**To be done**: The material below should be written out in full and exactly; pictures stay out of the copy.

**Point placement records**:
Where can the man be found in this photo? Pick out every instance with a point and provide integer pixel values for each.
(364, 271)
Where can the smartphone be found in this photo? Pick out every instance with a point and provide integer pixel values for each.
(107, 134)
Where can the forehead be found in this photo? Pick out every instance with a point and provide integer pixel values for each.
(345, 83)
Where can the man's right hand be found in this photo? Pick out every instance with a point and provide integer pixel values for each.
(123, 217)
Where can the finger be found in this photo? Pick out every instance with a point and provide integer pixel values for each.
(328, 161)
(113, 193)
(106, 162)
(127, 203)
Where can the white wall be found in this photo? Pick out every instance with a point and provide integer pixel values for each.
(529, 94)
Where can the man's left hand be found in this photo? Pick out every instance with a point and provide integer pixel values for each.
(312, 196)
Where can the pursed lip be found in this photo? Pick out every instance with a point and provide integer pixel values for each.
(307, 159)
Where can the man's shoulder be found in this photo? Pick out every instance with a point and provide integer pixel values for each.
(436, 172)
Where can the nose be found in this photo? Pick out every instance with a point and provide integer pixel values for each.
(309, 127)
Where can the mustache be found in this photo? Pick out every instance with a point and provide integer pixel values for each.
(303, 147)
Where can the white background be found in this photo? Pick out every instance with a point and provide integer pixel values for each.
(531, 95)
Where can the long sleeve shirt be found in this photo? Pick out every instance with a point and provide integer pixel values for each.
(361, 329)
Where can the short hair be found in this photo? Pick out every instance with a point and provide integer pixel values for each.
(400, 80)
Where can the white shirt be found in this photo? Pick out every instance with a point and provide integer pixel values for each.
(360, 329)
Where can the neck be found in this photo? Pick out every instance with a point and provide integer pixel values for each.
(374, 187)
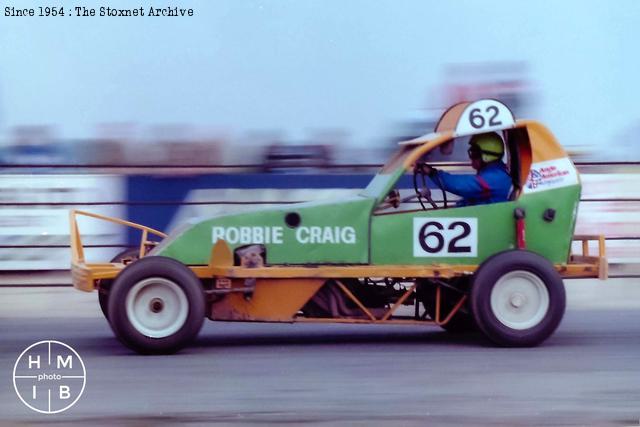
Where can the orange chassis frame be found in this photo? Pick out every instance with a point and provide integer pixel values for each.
(307, 279)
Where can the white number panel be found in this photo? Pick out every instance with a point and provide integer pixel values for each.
(484, 116)
(445, 237)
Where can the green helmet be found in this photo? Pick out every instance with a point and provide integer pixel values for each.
(487, 146)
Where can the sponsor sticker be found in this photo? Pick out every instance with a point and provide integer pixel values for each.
(551, 174)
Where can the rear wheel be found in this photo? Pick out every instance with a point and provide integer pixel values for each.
(517, 298)
(156, 305)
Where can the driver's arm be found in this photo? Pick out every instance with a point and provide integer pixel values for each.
(466, 186)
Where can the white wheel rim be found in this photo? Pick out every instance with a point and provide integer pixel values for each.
(520, 300)
(157, 307)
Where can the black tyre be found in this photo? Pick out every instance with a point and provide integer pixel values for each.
(156, 305)
(462, 321)
(517, 298)
(105, 285)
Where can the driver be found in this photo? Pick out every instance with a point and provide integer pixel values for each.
(492, 182)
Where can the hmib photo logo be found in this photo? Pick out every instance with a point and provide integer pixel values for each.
(49, 377)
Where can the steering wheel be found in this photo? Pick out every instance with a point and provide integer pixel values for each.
(423, 190)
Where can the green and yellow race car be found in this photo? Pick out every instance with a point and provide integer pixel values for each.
(379, 257)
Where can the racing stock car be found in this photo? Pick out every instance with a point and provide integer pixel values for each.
(379, 257)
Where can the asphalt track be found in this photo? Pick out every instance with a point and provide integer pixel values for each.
(588, 373)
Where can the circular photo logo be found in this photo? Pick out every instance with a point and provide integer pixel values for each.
(49, 377)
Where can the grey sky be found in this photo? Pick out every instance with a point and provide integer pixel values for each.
(300, 64)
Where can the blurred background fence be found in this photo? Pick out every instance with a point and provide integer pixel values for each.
(35, 200)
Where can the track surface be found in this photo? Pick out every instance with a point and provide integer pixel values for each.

**Correct output**:
Where can the man be found in this photo? Pick out every instance with a point and provide integer pixel values for each.
(364, 271)
Where can the smartphone be found in this photo? Pick out every instance with a point and provide integer pixel values for each.
(107, 134)
Where can the forehead be found in this photo? Pick out every instance with a point and provide integer pixel values for each.
(345, 83)
Where can the man's right hand be found in this photo? Pick out every instance with a point and provide integer pixel values for each.
(123, 217)
Where can the finger be found in this photo? Pick out every instance with a point and provide integer pixel values for each.
(328, 161)
(113, 193)
(106, 162)
(127, 203)
Where can the white wall be found in this photo? Pick out every instance with a point and provide integer pixel values for each.
(529, 94)
Where can the man's left hand be found in this photo? Pick out every instance with a point and provide integer pixel values for each.
(312, 196)
Where can the pursed lip be found in this photo? Pick out every instance with a point and provide integer pixel values for each.
(307, 159)
Where can the man's shoulder be found in this photo? Pick out every instance with a point and provide integer pixel values for each.
(436, 172)
Where can the nose be found in this photo? Pick out every instance with a point and provide integer pixel values for each.
(309, 127)
Where can the mustache be found in this photo? Pick out every instance with a point and provide integer pixel values for each.
(303, 147)
Where can the white background be found in this photo? Pick out every instance with a point and provide integer pixel values for each.
(531, 95)
Where can the long sleeve shirt be found in this photo? Pick out every instance with a point and provide integer pixel values for each.
(361, 329)
Where can the short hair be found in this photo? Pick out every instance with a point and provide integer pixel values for each.
(400, 80)
Where can the white shirt be found in this photo? Pick out every instance with a point and provide integer pixel values for each.
(360, 329)
Where can the neck be found in this photo? Pick out every instance with a point and provide integer pixel values for each.
(374, 187)
Where can the orange chassis frame be found in this photo? Pick out every instance with a point and provide integer pixel values for each.
(307, 279)
Where can the white number panel be found in this photo? Pick out every instance with a point and provide integer pixel values for each.
(484, 116)
(445, 237)
Where can the green helmet be found in this photo? Pick out every instance with a point and provide integer pixel values for each.
(487, 146)
Where can the sponsor sticker be found in this photo? Pick out every instance with a point and provide integer pixel values for each.
(551, 174)
Where can the rear wheel be found in this photo? Pick out every instance with a point and provide integer pixel values for each.
(517, 298)
(156, 305)
Where can the driver's arm be found in this photo? Pick out every instance with a point and provide integer pixel values for each.
(466, 186)
Where can the white wheel rim be found in this photo? Pick out every instance with a point and provide integer pixel values for each.
(520, 300)
(157, 307)
Where can the black tyre be found in this photo? Pick out every instance with a point and provide integer pixel values for each.
(156, 305)
(462, 321)
(517, 298)
(105, 285)
Where can the driver be found in this photo? Pick out every instance with a point and provide integer pixel values for each.
(492, 182)
Where can the hmib photo logo be found in this photo? Pick out every instance with a point and provide integer pixel values for each.
(49, 377)
Where can the steering wheel be found in this photo? Pick out every instance with a point and provide integer pixel values for each.
(423, 190)
Where can the green and yellow race car be found in this photo? Pick out every instance with a point and provide integer pixel values for each.
(379, 257)
Where can the racing stock car be found in this photo? Pick out every instance with a point and provide integer pixel values for each.
(379, 257)
Where can the asphalt track be found in this photo? Pick out every instance with a point and provide integer pixel values for each.
(588, 373)
Where can the circular photo logo be found in this photo? Pick out every instance with a point and provide integer pixel values for each.
(49, 377)
Where can the grey sky be found in this photo? Pick out every instance with a point and provide integer pixel values for each.
(300, 64)
Where can the blurred background fence be found in this photo? Pick out every instance with a point and provide integer pixel values for each.
(35, 200)
Where can the track surface be found in this photo? Pick out every instance with a point and provide integer pixel values for each.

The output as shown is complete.